**Records provided**
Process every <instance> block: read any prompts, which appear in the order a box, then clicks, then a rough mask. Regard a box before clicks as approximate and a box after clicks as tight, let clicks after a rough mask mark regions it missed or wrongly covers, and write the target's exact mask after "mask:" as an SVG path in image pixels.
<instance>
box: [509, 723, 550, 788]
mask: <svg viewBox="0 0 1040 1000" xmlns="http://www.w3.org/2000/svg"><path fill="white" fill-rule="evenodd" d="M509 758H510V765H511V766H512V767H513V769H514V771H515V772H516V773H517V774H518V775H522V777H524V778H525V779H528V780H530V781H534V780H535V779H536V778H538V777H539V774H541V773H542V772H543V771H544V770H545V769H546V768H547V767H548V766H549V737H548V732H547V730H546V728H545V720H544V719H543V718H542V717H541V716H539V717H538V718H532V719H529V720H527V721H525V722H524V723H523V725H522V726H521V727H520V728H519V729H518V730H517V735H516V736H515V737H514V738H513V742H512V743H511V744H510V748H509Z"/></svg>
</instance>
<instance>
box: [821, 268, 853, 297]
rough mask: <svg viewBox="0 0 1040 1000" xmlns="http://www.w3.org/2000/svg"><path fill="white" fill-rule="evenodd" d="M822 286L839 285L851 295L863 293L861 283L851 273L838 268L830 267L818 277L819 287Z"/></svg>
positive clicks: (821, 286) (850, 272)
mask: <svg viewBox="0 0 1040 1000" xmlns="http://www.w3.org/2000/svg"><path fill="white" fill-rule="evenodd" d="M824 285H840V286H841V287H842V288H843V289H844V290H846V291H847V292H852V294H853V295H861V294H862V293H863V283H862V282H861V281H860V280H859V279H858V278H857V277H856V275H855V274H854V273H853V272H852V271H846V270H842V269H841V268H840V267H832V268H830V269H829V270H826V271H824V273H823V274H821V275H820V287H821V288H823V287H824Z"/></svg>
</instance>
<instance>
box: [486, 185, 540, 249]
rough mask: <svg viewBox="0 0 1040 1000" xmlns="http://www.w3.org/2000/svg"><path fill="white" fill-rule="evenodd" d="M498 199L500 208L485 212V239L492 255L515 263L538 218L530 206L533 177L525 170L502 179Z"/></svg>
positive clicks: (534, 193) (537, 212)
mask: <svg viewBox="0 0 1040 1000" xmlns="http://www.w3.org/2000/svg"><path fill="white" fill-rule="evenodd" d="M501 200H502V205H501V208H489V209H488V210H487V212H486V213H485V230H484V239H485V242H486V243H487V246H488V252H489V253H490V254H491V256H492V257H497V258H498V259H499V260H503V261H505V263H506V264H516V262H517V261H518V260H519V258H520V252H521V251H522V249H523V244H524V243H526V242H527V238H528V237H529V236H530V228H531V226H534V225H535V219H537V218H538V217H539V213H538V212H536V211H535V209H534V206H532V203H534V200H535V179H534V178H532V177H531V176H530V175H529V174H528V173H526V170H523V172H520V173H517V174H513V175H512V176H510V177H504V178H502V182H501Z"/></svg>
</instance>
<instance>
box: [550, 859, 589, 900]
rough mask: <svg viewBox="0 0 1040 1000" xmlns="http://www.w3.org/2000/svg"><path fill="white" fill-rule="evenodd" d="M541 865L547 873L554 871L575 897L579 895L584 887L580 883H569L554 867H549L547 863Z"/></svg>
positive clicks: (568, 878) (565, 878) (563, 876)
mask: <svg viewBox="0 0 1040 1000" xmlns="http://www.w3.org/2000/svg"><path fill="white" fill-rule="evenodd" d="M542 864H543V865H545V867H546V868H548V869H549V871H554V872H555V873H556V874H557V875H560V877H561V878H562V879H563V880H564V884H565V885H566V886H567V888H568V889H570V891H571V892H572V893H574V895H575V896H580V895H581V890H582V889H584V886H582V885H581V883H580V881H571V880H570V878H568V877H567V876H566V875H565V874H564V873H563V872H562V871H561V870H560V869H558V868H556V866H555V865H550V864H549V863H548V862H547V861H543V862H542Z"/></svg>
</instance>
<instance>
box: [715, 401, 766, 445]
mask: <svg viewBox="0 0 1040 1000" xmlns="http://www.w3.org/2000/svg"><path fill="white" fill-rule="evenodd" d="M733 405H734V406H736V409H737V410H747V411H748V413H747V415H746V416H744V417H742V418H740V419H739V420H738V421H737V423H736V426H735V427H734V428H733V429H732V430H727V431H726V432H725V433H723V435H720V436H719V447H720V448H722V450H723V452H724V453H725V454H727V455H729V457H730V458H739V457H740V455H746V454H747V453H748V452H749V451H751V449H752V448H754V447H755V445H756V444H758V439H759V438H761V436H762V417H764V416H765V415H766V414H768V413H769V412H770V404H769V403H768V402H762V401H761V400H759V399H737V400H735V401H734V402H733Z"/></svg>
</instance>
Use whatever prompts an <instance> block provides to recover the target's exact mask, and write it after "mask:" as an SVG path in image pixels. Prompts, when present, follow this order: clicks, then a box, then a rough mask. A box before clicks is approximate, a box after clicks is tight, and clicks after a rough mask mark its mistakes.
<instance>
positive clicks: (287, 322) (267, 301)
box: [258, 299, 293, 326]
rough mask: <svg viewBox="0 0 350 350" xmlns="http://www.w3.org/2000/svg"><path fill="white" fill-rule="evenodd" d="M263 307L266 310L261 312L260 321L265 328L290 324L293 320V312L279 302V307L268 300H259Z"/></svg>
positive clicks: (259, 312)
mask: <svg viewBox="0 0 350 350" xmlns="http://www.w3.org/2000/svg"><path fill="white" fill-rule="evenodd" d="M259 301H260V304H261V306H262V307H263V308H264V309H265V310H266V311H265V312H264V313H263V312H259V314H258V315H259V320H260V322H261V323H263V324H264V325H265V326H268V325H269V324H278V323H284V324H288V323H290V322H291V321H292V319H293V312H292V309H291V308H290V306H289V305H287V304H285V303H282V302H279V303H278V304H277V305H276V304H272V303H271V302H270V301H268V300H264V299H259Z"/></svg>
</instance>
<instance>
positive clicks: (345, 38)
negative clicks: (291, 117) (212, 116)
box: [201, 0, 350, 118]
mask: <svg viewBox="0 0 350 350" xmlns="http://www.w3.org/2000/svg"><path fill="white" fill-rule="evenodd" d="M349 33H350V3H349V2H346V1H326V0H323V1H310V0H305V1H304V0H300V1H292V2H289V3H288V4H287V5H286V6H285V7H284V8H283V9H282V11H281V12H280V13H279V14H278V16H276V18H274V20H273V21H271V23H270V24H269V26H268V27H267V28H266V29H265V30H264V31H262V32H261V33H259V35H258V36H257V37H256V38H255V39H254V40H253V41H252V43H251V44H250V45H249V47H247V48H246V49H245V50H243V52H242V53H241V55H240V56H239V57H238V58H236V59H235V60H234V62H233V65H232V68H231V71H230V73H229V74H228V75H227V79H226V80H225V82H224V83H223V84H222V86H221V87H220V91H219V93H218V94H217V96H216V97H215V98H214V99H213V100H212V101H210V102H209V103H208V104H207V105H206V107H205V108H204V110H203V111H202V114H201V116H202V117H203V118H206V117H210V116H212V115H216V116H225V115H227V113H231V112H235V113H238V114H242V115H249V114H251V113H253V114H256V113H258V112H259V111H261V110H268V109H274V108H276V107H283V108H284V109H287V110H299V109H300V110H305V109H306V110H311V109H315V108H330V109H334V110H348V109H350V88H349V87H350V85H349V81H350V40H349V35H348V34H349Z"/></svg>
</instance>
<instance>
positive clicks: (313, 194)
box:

**Task goal**
In the listing above, find the line containing "307L266 310L261 312L260" and the line containing "negative clicks: (291, 117) (212, 116)", then repeat those two lines and everything between them exactly.

**Exercise response**
rough mask: <svg viewBox="0 0 350 350" xmlns="http://www.w3.org/2000/svg"><path fill="white" fill-rule="evenodd" d="M263 307L266 310L261 312L260 321L265 328L290 324L293 320V312L279 302V307L268 300H259Z"/></svg>
positive clicks: (259, 312)
mask: <svg viewBox="0 0 350 350" xmlns="http://www.w3.org/2000/svg"><path fill="white" fill-rule="evenodd" d="M259 301H260V304H261V306H262V307H263V308H264V309H265V310H266V311H265V312H264V313H263V312H259V314H258V315H259V320H260V322H261V323H263V324H264V325H265V326H268V325H269V324H278V323H284V324H288V323H290V322H291V321H292V319H293V312H292V309H291V308H290V306H289V305H287V304H285V303H282V302H279V303H278V304H277V305H276V304H272V303H271V302H270V301H268V300H264V299H259Z"/></svg>
</instance>
<instance>
positive clicks: (345, 38)
negative clicks: (291, 117) (212, 116)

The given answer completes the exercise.